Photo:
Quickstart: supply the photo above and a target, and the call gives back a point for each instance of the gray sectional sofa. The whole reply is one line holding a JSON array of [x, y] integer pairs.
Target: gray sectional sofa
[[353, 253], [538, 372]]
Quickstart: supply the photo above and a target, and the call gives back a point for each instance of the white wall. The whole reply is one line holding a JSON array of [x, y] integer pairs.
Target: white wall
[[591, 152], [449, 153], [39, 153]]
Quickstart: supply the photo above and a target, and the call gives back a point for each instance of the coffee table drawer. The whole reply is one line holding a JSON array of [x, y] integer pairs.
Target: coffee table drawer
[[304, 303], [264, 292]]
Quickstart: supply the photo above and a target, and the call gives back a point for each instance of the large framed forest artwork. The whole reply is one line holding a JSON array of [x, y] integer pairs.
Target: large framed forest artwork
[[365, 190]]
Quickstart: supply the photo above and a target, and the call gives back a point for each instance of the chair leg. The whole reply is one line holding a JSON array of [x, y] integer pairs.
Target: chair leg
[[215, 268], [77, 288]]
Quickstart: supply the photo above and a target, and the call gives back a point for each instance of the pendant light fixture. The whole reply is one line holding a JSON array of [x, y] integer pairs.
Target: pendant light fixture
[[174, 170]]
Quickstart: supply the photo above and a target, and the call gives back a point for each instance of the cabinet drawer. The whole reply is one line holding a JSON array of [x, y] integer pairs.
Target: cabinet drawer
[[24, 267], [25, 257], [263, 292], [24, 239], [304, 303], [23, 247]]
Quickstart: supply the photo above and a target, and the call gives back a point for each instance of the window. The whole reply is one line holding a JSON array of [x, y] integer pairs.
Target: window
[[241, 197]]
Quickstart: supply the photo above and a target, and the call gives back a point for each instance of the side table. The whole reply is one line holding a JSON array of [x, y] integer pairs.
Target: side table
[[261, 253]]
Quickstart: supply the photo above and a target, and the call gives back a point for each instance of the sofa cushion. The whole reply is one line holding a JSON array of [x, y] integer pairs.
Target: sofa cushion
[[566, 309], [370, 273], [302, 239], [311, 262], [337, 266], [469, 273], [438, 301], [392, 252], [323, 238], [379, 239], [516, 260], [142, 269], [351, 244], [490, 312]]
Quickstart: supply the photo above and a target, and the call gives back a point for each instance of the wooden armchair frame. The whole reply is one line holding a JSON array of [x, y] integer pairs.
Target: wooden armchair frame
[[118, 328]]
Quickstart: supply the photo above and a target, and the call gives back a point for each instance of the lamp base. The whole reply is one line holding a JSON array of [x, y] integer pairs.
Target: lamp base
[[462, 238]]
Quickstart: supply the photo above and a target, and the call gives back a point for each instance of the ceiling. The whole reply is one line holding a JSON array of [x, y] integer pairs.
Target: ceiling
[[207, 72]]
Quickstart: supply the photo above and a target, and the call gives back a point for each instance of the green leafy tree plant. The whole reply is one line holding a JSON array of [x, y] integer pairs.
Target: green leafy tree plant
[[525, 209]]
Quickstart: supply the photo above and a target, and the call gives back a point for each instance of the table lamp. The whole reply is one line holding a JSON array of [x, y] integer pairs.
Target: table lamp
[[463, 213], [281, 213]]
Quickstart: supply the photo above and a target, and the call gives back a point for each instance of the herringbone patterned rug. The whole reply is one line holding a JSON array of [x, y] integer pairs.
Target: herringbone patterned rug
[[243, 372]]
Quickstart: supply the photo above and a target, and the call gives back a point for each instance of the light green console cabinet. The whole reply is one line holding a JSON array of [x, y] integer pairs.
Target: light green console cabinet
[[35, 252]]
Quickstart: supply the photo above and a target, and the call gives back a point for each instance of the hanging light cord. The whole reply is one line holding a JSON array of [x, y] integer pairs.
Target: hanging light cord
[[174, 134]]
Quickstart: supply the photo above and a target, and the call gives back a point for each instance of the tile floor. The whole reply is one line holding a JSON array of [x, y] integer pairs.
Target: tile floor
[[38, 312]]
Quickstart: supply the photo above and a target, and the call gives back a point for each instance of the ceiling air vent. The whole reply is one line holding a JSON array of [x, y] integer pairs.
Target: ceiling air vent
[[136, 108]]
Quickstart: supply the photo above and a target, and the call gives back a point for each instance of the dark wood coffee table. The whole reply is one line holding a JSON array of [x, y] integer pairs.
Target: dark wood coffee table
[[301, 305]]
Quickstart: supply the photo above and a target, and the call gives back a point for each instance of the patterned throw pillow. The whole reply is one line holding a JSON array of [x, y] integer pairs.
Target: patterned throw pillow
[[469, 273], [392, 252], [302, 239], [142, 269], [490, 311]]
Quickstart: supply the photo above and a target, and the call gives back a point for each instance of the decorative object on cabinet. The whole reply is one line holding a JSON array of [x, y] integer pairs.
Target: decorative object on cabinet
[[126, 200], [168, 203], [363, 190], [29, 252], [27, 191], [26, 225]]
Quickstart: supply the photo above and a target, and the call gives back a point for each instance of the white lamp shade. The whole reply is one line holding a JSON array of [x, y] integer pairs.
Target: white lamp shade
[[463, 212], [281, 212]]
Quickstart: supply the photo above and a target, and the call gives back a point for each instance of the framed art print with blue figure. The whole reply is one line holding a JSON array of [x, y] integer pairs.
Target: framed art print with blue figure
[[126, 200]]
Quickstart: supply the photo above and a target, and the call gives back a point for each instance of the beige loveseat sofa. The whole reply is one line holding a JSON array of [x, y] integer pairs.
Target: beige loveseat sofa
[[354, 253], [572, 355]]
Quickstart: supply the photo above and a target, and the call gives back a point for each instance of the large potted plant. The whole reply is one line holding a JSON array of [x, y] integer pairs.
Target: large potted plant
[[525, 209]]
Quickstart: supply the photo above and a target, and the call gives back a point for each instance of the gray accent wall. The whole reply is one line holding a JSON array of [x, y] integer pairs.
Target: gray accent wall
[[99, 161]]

—————

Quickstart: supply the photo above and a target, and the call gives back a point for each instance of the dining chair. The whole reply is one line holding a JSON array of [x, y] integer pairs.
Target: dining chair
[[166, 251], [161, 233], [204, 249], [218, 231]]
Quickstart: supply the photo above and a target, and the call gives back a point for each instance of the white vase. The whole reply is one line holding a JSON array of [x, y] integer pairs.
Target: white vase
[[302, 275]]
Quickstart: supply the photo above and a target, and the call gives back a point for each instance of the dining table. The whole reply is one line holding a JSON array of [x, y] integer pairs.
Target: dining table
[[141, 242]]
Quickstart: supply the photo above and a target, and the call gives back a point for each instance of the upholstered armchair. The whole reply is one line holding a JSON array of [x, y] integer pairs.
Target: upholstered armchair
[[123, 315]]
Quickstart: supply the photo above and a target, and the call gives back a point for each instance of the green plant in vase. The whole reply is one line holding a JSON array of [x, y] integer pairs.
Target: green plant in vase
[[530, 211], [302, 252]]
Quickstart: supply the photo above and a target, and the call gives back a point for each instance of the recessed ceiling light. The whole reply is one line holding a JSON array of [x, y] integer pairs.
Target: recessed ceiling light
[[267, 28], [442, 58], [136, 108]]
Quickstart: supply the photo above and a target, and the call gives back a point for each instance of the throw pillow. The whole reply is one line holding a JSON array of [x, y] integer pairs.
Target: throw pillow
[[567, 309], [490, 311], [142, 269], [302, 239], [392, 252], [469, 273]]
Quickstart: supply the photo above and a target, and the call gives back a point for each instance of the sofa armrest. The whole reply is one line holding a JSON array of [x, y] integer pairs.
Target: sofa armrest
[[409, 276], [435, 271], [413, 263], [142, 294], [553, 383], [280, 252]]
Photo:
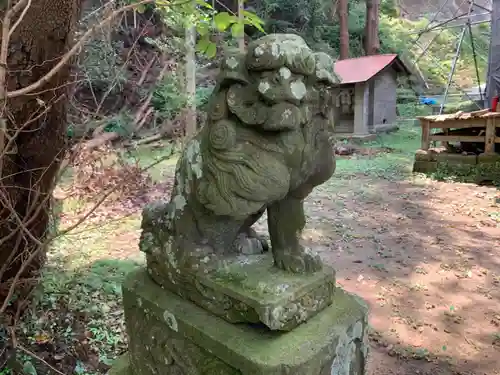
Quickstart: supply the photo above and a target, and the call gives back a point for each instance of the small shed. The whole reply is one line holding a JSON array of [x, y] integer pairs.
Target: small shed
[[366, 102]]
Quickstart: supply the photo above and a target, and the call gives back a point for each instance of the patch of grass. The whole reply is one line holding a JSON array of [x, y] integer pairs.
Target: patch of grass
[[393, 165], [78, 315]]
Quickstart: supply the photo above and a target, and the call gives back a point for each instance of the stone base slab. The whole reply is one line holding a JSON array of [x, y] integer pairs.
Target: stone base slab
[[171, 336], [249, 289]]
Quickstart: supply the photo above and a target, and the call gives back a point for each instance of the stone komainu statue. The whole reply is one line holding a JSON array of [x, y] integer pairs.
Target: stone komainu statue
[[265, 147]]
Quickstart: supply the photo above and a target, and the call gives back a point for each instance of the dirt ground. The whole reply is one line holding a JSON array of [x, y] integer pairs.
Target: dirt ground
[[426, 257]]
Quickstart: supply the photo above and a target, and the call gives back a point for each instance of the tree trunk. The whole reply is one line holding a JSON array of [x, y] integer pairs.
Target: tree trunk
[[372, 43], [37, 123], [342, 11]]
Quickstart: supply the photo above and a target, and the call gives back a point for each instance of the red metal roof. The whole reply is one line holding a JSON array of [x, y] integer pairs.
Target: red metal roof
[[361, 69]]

—————

Request:
Rewrite the entries above as a JSON list of strings with one string per line, starting with the line containing "of the throw" and going on through the line containing "[[372, 43], [37, 123], [342, 11]]", leaving out blank lines and pictures.

Task response:
[
  "Quickstart: supply the photo above and a target, and the call gives back a point for each instance of the throw pillow. The whole reply is one line holding a JSON array of [x, y] integer pairs.",
  "Target: throw pillow",
  "[[567, 309], [490, 311], [142, 269], [302, 239], [392, 252], [469, 273]]",
  "Quickstart: supply the photo above and a target, and the call gives back a point for each instance of the sofa armrest. The whole reply is one line holding a JSON array of [x, y] integer pairs.",
  "Target: sofa armrest",
  "[[409, 276], [435, 271], [413, 263], [142, 294], [553, 383], [280, 252]]",
  "Photo:",
  "Quickstart: supply the photo above and a target, and the call gives back a point for each instance of the small shed. The whole reply is one line holding a JSON array of [x, y] integer pairs.",
  "Target: small shed",
  "[[366, 102]]",
  "Quickstart: supply the photo above and a target, and the call gives back a point for each instance of the patch of grass. The whole reply is one line holding a JSON array of [x, y] integer pairs.",
  "Target: patch of grass",
  "[[393, 165], [78, 315]]",
  "Quickstart: supply the photo above and a target, and the call gives back a point for each instance of the stone base slab. The whole reply is one line holding a JSON array of [x, y] integer pairs.",
  "Target: stone base slab",
  "[[171, 336], [249, 289]]",
  "Quickstart: supply the photo above and a target, and the call gives back a point for each instance of the stone komainu statue. The whole reply is one line holding a JSON array of [x, y] integer pairs.",
  "Target: stone komainu statue",
  "[[265, 147]]",
  "Quickstart: supply the photo above and a target, and the call gives back a point for each instance of the dirt ground. The whole reply is one line holding a JSON array of [x, y] integer pairs.",
  "Target: dirt ground",
  "[[426, 257]]",
  "Quickstart: supply the photo above and a target, and the call gives back a point for each instance of the tree trunk. The whole reply is one line holding a JSON array of [x, y] integer pairs.",
  "Target: tree trunk",
  "[[372, 43], [37, 123], [342, 11]]"
]